Text under study START

Local Government Funding For Adult Social Care Services
The Care Provider Alliance (CPA) hasccalled for urgent action by local councils following the publication of guidance to councils by the Local Government Association (LGA) and the Association of Directors of Adult Social Services (ADASS) on the funding arrangements for social care providers in England during COVID-19.
Fee rates paid by local authorities have not reflected the true cost of care for many years and this has contributed to increasing the fragility of the social care market, which is needed more than ever during COVID-19.
The recommendation of a 5% uplift to cover this year’s increase in National Living Wage (NLW) is insufficient to cover the true rise of 6.25% which providers are expected to pay. Furthermore, the proposed 10% increase for additional costs associated with COVID-19 is woefully inadequate to cover the significant costs care providers are incurring.
Government’s recent announcements of additional financial support to businesses at risk of financial failure during COVID-19 are unlikely to support social care providers in the same way as other businesses. Many care providers have experienced dramatic cost increases, due to a combination of buying more essential PPE supplies at significantly inflated prices and ongoing costs related to staff sickness and absence.

Text under study END

» **Task 1**
Answer these questions using the social care funding statement.
(a) What percentage uplift is recommended to cover this year's increase in the National Living Wage?
(b) What rise in the National Living Wage are providers expected to pay?
(c) What two factors does the statement give for the dramatic cost increases experienced by many care providers?
» **Task 2**
Reproduce the passage of the social care funding statement starting at "The recommendation of" and ending at "sickness and absence.".

Provided data START

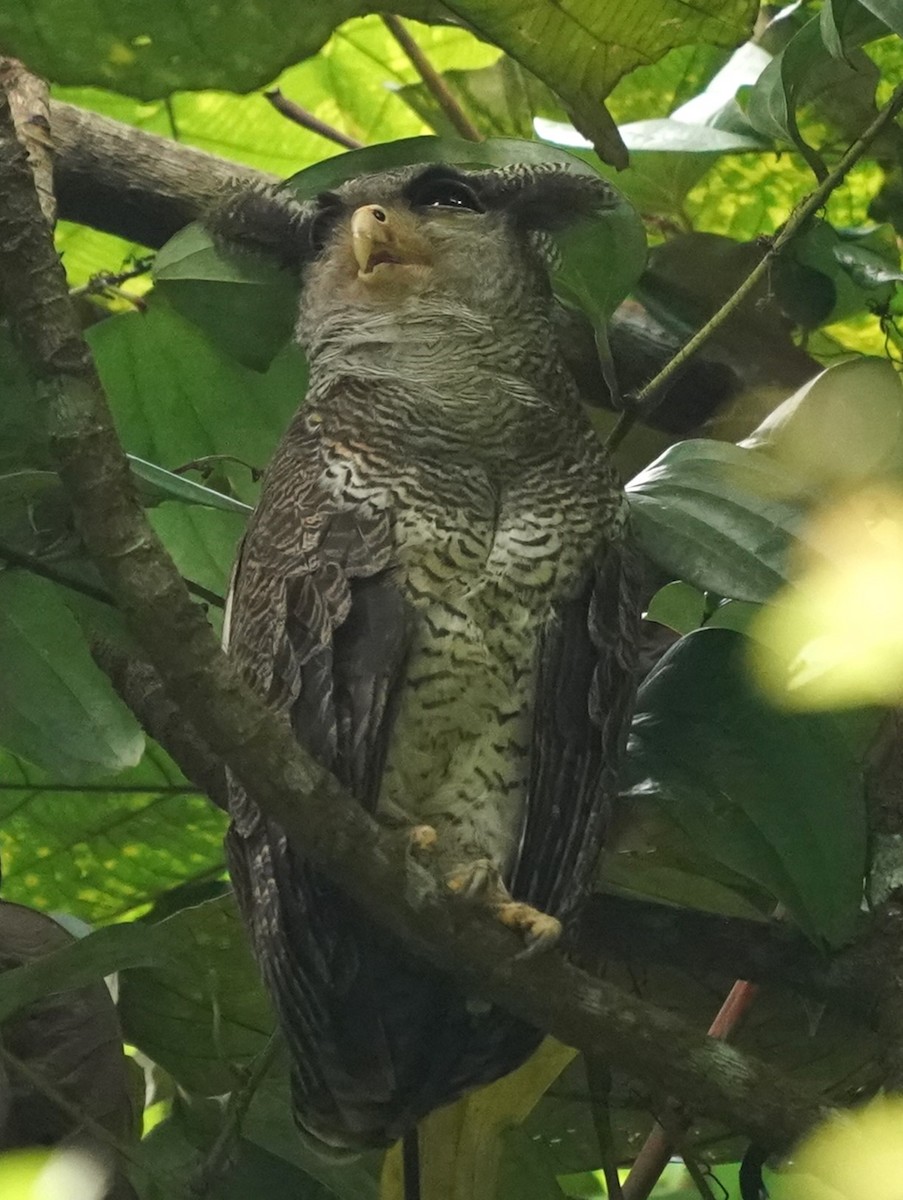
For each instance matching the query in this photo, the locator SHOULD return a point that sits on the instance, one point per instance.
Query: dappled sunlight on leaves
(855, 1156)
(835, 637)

Provided data END
Provided data START

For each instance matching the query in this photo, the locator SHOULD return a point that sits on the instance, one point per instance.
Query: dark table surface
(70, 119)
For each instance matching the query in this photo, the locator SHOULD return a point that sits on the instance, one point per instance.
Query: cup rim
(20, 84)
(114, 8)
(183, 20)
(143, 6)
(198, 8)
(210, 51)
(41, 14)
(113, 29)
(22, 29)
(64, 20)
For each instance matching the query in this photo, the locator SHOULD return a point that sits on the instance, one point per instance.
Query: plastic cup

Provided data END
Provided data START

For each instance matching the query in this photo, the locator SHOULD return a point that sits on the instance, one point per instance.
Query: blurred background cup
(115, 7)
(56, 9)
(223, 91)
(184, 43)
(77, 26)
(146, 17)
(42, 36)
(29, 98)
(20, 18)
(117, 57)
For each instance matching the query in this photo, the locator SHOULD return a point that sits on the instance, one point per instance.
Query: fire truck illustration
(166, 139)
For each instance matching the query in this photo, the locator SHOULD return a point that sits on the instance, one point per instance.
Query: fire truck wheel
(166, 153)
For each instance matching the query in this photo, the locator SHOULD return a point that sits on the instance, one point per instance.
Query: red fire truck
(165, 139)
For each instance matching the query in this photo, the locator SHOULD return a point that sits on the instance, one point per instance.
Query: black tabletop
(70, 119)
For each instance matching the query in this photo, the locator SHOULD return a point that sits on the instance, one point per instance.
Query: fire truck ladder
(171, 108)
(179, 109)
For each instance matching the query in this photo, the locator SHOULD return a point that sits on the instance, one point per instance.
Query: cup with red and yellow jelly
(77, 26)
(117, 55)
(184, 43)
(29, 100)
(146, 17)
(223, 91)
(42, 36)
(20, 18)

Provided data END

» **Answer area 1**
(a) 5%
(b) 6.25%
(c) Buying more essential PPE supplies at significantly inflated prices, and ongoing costs related to staff sickness and absence.

» **Answer area 2**
The recommendation of a 5% uplift to cover this year’s increase in National Living Wage (NLW) is insufficient to cover the true rise of 6.25% which providers are expected to pay. Furthermore, the proposed 10% increase for additional costs associated with COVID-19 is woefully inadequate to cover the significant costs care providers are incurring.
Government’s recent announcements of additional financial support to businesses at risk of financial failure during COVID-19 are unlikely to support social care providers in the same way as other businesses. Many care providers have experienced dramatic cost increases, due to a combination of buying more essential PPE supplies at significantly inflated prices and ongoing costs related to staff sickness and absence.